Goal of the exercise — From the passage about the medical faculty members, extract the words from "Kirtland served on" to "aid is available." without any changes.

Excerpted passage —
● ● ● ●

St. John was Professor of Chemistry, Natural History, and Medical Jurisprudence. From 1843 to 1856 he taught courses in botany and zoology, natural history, philosophy of natural history, anatomy, physiology, and conchology.

Cassels was a member of the Medical faculty from 1843-1873 and twice served as Dean, 1843-44 and 1961-73. He taught courses in geology, mineralogy, and botany.

Kirtland served on the Medical faculty from 1843-1863 and also served as Dean, in 1846. While his teaching was not in natural history, but theory and practice of medicine, Kirtland was a famous naturalist. He founded the Cleveland Academy of Natural Science, predecessor of the Cleveland Museum of Natural History. He participated in the 1837 geological survey of Ohio, producing a report cataloging the state’s mammals, birds reptiles, fishes, and mollusks. His horticultural experiments developed improved varieties of serveral fruits. Dr. Kirtland also served three terms in the Ohio House of Representatives. The papers of this remarkable man are held by the Kelvin Smith Library’s Special Collections and a finding aid is available.

The exhibit, in Kelvin Smith Library’s Special Collections Hatch Reading Room, is open Monday through Friday, 9:00 a.m. till 4:30 p.m., through September 27.

● ● ● ●

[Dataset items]
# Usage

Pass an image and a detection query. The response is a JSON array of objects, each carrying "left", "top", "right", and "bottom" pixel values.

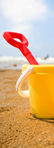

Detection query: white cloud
[{"left": 0, "top": 0, "right": 48, "bottom": 38}]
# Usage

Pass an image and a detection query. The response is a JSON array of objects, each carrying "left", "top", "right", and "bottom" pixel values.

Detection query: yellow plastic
[{"left": 22, "top": 65, "right": 54, "bottom": 118}]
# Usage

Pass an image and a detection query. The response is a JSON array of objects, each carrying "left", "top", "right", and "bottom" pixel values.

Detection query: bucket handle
[{"left": 16, "top": 65, "right": 33, "bottom": 98}]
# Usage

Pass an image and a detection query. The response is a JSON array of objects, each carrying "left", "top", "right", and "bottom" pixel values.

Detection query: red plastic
[{"left": 3, "top": 32, "right": 39, "bottom": 65}]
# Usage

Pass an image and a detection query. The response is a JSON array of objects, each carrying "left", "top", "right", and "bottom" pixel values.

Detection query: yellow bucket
[{"left": 16, "top": 65, "right": 54, "bottom": 119}]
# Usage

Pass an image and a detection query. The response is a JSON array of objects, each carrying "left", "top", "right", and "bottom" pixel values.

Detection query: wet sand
[{"left": 0, "top": 70, "right": 54, "bottom": 148}]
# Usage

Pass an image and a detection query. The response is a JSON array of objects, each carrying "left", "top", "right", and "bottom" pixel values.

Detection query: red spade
[{"left": 3, "top": 32, "right": 39, "bottom": 65}]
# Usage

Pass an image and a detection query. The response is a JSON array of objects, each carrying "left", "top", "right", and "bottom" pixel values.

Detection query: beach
[{"left": 0, "top": 69, "right": 54, "bottom": 148}]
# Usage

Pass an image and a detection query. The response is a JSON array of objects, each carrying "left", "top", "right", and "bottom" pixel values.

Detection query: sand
[{"left": 0, "top": 70, "right": 54, "bottom": 148}]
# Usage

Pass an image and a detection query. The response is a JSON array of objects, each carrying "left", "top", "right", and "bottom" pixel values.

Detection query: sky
[{"left": 0, "top": 0, "right": 54, "bottom": 57}]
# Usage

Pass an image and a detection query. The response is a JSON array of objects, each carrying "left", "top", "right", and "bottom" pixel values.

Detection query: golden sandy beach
[{"left": 0, "top": 70, "right": 54, "bottom": 148}]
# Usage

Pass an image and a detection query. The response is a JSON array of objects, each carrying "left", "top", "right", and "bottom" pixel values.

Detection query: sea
[{"left": 0, "top": 56, "right": 54, "bottom": 70}]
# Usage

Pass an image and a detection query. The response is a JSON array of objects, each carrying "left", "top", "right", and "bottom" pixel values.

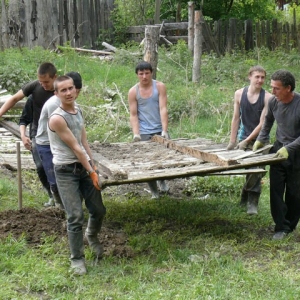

● ● ● ●

Written reply —
Kirtland served on the Medical faculty from 1843-1863 and also served as Dean, in 1846. While his teaching was not in natural history, but theory and practice of medicine, Kirtland was a famous naturalist. He founded the Cleveland Academy of Natural Science, predecessor of the Cleveland Museum of Natural History. He participated in the 1837 geological survey of Ohio, producing a report cataloging the state’s mammals, birds reptiles, fishes, and mollusks. His horticultural experiments developed improved varieties of serveral fruits. Dr. Kirtland also served three terms in the Ohio House of Representatives. The papers of this remarkable man are held by the Kelvin Smith Library’s Special Collections and a finding aid is available.